__PÁGINA__
Admmauro Gommes
Poeta, cronista,
palestrante, professor
de Literatura da FAMASUL
(Palmares/PE)
admmaurogommes@hotmail.com
Por ser a
primeira instituição criada, e que se mantém tradicional, a família tem lutado
muito para se adequar às regras de nosso tempo. Ninguém tem dúvida de que nos
últimos anos tudo mudou, e que ela também vai mudar. O problema é saber onde
exatamente cabe a mudança. Mesmo que assim se entenda, será impossível alterar sua
essência. Traços como afeto e ternura, comunhão e partilha são indissociáveis
de seu núcleo. Para que não haja confusão, é bom destacar a linha tênue que
divisa casamento e família, família e empresa, o que faremos mais adiante.
Parece
contraditório, mas ainda nesta era de tanta tecnologia e modismos universais,
os preceitos para se criar filhos obedecem a uma forma instintiva por parte da
mãe e do pai. Tanta psicologia não tem dado conta para explicar e orientar as
infinitas reações diárias que os filhos emitem (ou omitem). Não se pode colocar
o rigor formal de uma cartilha para instruir uma descendência, pois os mesmos mecanismos
utilizados com sucesso por uma mãe, no filho primeiro, não funcionam
adequadamente no segundo, porque este é outro e a mãe também é outra, para
lembrar Heráclito (não se passa pela segunda vez no mesmo rio). As sugestões
científicas, postas como normas, podem indicar favoráveis caminhos mas não
garantem a eficiência dos procedimentos utilizados nos diversos casos.
Na
verdade, os manuais pouco ajudam. O cuidado com a aplicação de infindáveis
regulamentos, táticos e técnicos, na condução do lar, pode ser perigoso e
transformar a família em uma empresa. Esta visa primariamente ao lucro e não
deve ser domesticada pois, ao perdoar as dívidas, a falência será inevitável. Enquanto
aquela, procura a satisfação e o bem-estar de seus componentes e não pode ser
administrada como um CNPJ porque transformaria afetos em números. Confundir
empresa com família é decretar a falência de ambas. Como representam polos
distintos, os fins a serem alcançados são diferentes, constituindo-se grande
erro entender a organização familiar como bolsa de valores, que quantifica o
benefício e o transforma em ganho. Certamente, nenhum pai espera ressarcimento
de tudo quanto investiu na formação de seu filho.

__DESAFIO 1__
Enumere os traços que o texto sobre a família apresenta como indissociáveis de seu núcleo.
O texto e as linhas de dados provêm de fontes distintas.

__LINHAS DE DADOS__
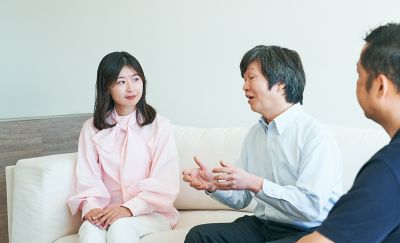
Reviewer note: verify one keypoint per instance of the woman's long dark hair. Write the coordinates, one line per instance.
(107, 74)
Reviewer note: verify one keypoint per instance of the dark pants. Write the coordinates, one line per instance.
(247, 229)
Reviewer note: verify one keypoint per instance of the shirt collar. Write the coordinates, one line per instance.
(282, 121)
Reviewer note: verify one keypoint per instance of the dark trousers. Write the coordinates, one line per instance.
(247, 229)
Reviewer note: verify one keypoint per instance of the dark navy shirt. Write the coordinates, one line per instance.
(370, 211)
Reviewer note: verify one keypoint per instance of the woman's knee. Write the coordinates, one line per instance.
(121, 229)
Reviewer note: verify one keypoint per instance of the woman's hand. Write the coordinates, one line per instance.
(199, 178)
(93, 215)
(111, 214)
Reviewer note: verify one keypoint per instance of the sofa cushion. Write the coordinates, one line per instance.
(41, 187)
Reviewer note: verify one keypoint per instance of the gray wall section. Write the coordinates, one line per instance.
(27, 138)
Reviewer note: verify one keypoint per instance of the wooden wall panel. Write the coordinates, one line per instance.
(27, 138)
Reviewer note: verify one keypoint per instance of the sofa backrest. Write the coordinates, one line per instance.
(357, 146)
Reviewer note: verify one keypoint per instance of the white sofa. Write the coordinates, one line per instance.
(37, 188)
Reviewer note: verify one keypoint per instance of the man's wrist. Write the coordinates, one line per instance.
(257, 184)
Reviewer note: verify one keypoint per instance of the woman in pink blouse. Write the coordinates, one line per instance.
(126, 175)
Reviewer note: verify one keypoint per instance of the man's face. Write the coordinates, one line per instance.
(261, 99)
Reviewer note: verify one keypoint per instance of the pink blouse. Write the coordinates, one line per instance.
(127, 165)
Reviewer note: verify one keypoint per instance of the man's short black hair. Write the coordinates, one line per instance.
(278, 65)
(382, 53)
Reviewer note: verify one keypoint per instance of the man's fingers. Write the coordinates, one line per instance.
(224, 185)
(187, 178)
(198, 162)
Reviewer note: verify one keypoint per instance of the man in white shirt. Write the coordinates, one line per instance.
(290, 164)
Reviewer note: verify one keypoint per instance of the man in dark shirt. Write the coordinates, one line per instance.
(370, 211)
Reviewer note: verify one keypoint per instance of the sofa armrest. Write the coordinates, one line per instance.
(39, 210)
(9, 188)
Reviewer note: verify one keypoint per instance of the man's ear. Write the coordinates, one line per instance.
(382, 85)
(281, 86)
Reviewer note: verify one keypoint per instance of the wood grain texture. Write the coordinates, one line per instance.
(28, 138)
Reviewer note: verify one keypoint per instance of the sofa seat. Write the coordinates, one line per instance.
(37, 188)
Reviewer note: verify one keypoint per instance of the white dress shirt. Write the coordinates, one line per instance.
(301, 165)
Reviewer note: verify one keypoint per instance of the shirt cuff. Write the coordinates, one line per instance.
(270, 189)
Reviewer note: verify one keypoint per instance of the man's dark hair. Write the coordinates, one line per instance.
(278, 65)
(382, 54)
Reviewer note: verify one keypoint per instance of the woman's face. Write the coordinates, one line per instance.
(126, 91)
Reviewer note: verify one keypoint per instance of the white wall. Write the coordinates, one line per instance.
(190, 52)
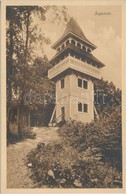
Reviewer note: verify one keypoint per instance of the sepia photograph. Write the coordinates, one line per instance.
(63, 96)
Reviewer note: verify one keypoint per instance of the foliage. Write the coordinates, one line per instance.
(105, 133)
(107, 97)
(87, 155)
(27, 133)
(79, 170)
(26, 71)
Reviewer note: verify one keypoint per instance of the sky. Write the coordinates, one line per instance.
(104, 31)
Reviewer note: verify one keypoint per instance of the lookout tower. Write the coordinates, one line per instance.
(74, 71)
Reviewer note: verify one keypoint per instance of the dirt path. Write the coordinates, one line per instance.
(17, 171)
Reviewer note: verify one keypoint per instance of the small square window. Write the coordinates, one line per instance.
(62, 83)
(85, 107)
(79, 106)
(79, 82)
(85, 84)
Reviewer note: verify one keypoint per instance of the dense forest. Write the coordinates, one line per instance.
(87, 155)
(27, 80)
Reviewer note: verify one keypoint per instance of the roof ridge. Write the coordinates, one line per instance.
(73, 26)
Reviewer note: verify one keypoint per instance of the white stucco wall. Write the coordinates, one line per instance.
(69, 97)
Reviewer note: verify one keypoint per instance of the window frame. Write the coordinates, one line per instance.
(84, 80)
(85, 107)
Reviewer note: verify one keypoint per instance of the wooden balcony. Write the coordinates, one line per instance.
(75, 64)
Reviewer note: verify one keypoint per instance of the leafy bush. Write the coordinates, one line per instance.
(27, 133)
(56, 165)
(88, 155)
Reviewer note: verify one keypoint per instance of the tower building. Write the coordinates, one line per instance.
(74, 71)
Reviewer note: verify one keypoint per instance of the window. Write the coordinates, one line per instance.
(79, 82)
(79, 106)
(85, 107)
(85, 84)
(62, 83)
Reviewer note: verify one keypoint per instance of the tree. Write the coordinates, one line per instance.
(22, 36)
(107, 97)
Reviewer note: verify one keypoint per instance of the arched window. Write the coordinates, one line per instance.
(79, 45)
(73, 42)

__DESAFIO 2__
Transcreva fielmente as linhas de dados acima, começando pela que contém "Reviewer note: verify one keypoint per instance of the sky." e seguindo até a última delas, ambas incluídas.

__RESPOSTA 1__
Afeto, ternura, comunhão e partilha.

__RESPOSTA 2__
Reviewer note: verify one keypoint per instance of the sky. Write the coordinates, one line per instance.
(104, 31)
Reviewer note: verify one keypoint per instance of the lookout tower. Write the coordinates, one line per instance.
(74, 71)
Reviewer note: verify one keypoint per instance of the dirt path. Write the coordinates, one line per instance.
(17, 171)
Reviewer note: verify one keypoint per instance of the small square window. Write the coordinates, one line per instance.
(62, 83)
(85, 107)
(79, 106)
(79, 82)
(85, 84)
Reviewer note: verify one keypoint per instance of the dense forest. Write the coordinates, one line per instance.
(87, 155)
(27, 80)
Reviewer note: verify one keypoint per instance of the roof ridge. Write the coordinates, one line per instance.
(73, 26)
Reviewer note: verify one keypoint per instance of the white stucco wall. Write the coordinates, one line per instance.
(69, 97)
Reviewer note: verify one keypoint per instance of the window frame. Write the coordinates, one line per instance.
(84, 80)
(85, 107)
Reviewer note: verify one keypoint per instance of the wooden balcony. Write the coordinates, one line per instance.
(75, 64)
Reviewer note: verify one keypoint per instance of the leafy bush. Write the coordinates, one line per instance.
(27, 133)
(56, 165)
(88, 155)
Reviewer note: verify one keypoint per instance of the tower building. Write the coordinates, one line per instance.
(74, 71)
Reviewer note: verify one keypoint per instance of the window. Write the coordinates, one line per instance.
(79, 82)
(79, 106)
(85, 107)
(85, 84)
(62, 83)
Reviewer note: verify one keypoint per instance of the tree. Write the coordinates, one line per instance.
(22, 36)
(107, 97)
Reviewer note: verify one keypoint per instance of the arched window. Write the coordinates, one line per instance.
(79, 45)
(73, 42)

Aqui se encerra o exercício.